EXERCISE DIRECTIONS: Rewrite the items starting at the line that contains "Where can you find the airplane fuselage?" and ending with the last item, with "fuselage" replaced by "hull" and nothing else altered.

DATASET RECORDS:
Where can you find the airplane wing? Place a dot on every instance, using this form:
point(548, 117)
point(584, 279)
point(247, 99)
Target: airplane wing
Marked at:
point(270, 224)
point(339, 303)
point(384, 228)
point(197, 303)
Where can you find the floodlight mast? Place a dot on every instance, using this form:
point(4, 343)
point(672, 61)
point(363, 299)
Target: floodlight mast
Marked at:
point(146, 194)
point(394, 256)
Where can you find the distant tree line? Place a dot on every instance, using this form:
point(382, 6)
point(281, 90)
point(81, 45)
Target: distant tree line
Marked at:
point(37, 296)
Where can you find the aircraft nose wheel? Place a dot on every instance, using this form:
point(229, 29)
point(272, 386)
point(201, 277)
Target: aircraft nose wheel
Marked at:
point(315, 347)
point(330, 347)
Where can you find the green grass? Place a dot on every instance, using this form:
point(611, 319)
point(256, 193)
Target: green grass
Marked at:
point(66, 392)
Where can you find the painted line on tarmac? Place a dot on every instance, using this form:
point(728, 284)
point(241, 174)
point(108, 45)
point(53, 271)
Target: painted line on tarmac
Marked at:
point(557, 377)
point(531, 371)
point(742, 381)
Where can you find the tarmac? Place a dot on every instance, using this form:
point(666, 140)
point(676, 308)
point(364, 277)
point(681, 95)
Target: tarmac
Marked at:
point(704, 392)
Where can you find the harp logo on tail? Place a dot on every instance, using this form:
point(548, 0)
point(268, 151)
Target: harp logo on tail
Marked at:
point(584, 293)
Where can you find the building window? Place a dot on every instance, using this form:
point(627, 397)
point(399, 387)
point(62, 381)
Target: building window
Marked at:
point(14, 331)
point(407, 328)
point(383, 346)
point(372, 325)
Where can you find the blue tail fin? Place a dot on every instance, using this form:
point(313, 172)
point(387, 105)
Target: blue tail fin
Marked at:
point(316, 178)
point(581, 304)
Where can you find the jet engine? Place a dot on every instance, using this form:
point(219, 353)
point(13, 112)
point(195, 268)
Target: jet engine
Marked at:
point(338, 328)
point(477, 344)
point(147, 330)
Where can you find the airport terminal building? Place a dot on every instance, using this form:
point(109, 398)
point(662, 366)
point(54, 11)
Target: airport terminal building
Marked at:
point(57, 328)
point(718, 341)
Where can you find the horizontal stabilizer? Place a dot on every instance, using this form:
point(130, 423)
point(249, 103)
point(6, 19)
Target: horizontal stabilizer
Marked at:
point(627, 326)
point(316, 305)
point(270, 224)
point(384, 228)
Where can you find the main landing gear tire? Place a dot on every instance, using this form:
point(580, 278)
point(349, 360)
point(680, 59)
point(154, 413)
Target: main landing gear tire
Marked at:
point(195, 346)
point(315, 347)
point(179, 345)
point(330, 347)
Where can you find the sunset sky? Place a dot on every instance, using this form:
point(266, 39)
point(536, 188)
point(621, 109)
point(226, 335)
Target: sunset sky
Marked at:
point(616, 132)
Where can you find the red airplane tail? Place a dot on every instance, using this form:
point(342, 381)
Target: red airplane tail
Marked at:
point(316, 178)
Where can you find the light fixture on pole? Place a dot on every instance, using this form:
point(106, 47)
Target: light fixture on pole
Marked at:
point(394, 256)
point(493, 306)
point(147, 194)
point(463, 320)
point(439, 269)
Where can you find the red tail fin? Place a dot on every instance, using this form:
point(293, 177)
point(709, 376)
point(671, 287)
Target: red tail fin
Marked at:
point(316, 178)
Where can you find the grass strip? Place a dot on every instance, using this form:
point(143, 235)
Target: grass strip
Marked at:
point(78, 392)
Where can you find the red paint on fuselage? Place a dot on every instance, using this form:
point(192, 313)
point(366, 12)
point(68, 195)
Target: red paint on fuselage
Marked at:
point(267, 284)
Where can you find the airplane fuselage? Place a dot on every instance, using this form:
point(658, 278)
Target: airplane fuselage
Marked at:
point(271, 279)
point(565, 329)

EXERCISE RESPONSE:
Where can you find the airplane hull? Place a dot on every instance, using this form:
point(658, 278)
Target: airplane hull
Marked at:
point(271, 279)
point(565, 329)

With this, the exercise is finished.